В современном мире есть всего один пример успешной односторонней сецессии, которую поддержали военной силой самые крупные международные акторы (ЕС и НАТО) и которую потом признали более 100 государств, включая США и страны Евросоюза, — это Косово. Но даже Косово до сих пор не является членом ООН, потому что его независимость признают не все члены Совбеза ООН.

Все другие примеры односторонней сецессии — как мирные и демократические, через выборы и референдум (Каталония, Иракский Курдистан, Сомалиленд и т. д.), так и связанные с войной (Северный Кипр, Карабах, Абхазия, Южная Осетия и т. д.) или фактической аннексией, поддержанной значительной частью населения территории, (Крым) — не получают признания со стороны большей части государств.

В итоге сепаратистские конфликты представляют собой проблемные зоны, которые либо уже спровоцировали, либо могут в любой момент спровоцировать политическое или даже вооруженное противостояние.

Одним словом, фундаментальная причина, порождающая подавляющее большинство международных конфликтов, связана с отсутствием легальных механизмов односторонней сецессии и принудительного демонтажа тех государств, которые состоят из сообществ, жестко и продолжительно конфликтующих друг с другом. Международная юридическая и политологическая мысль на эту тему до сих пор не предложила ничего конструктивного и жизнеспособного.

-.-.-

§ Задания:
1) Почему, согласно тексту об односторонней сецессии, Косово до сих пор не является членом ООН?
2) Продолжите текст об односторонней сецессии, начав сразу после его последнего предложения.

§ Исходные данные:
-.-.-

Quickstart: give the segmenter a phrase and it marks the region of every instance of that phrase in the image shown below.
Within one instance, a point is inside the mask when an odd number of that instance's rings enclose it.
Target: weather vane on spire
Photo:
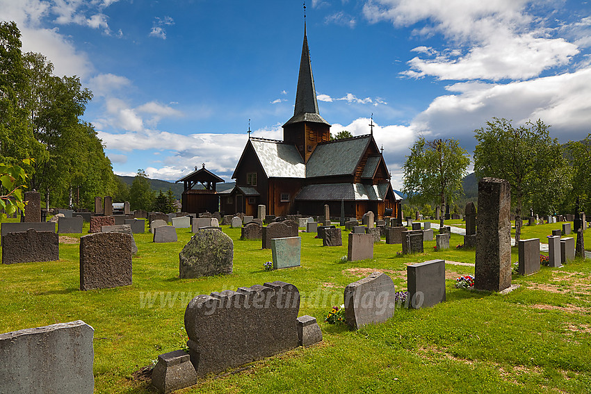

-.-.-

§ Ответы:
1) Потому что его независимость признают не все члены Совбеза ООН.

2)
Бессилие теории

Отвечая на вопрос, почему мысль ученых по данной проблеме до сих пор оставалась столь бесплодной, необходимо, прежде всего, отметить, что подходы, которые предлагают теоретики односторонней сецессии, заведомо тупиковы. И их всего два.

Первый — «ремедиальный» (компенсаторный) — основан на идее, что-то или иное сообщество (территория) должно получать право на отделение от государства, если перед этим государство грубо нарушило (либо не смогло защитить) базовые права как сообщества в целом, так и отдельных его членов. Иными словами, если имели место геноцид, иные формы этнического подавления, правовая сегрегация по любому признаку, хаос гражданской войны и т. д.

Трудность превращения принципа «ремедиальной сецессии» в универсальный правовой механизм очевидна. Она связана с несколькими моментами.

Во-первых, этот принцип не столько снижает напряжение в отношениях между сепаратистами и центральным правительством, сколько, наоборот, подспудно провоцирует усиление конфликтов. Дело в том, что сепаратисты оказываются в ситуации, когда для получения права на сецессию им необходимо доказать, что правительство массово нарушало права того народа, от имени которого они выступают. Иными словами, сепаратисты оказываются заинтересованы в том, чтобы конфликт носил максимально жесткий и силовой характер. Уже одно это само по себе ставит «ремедиальную концепцию» сецессии под серьезный морально-политический вопрос.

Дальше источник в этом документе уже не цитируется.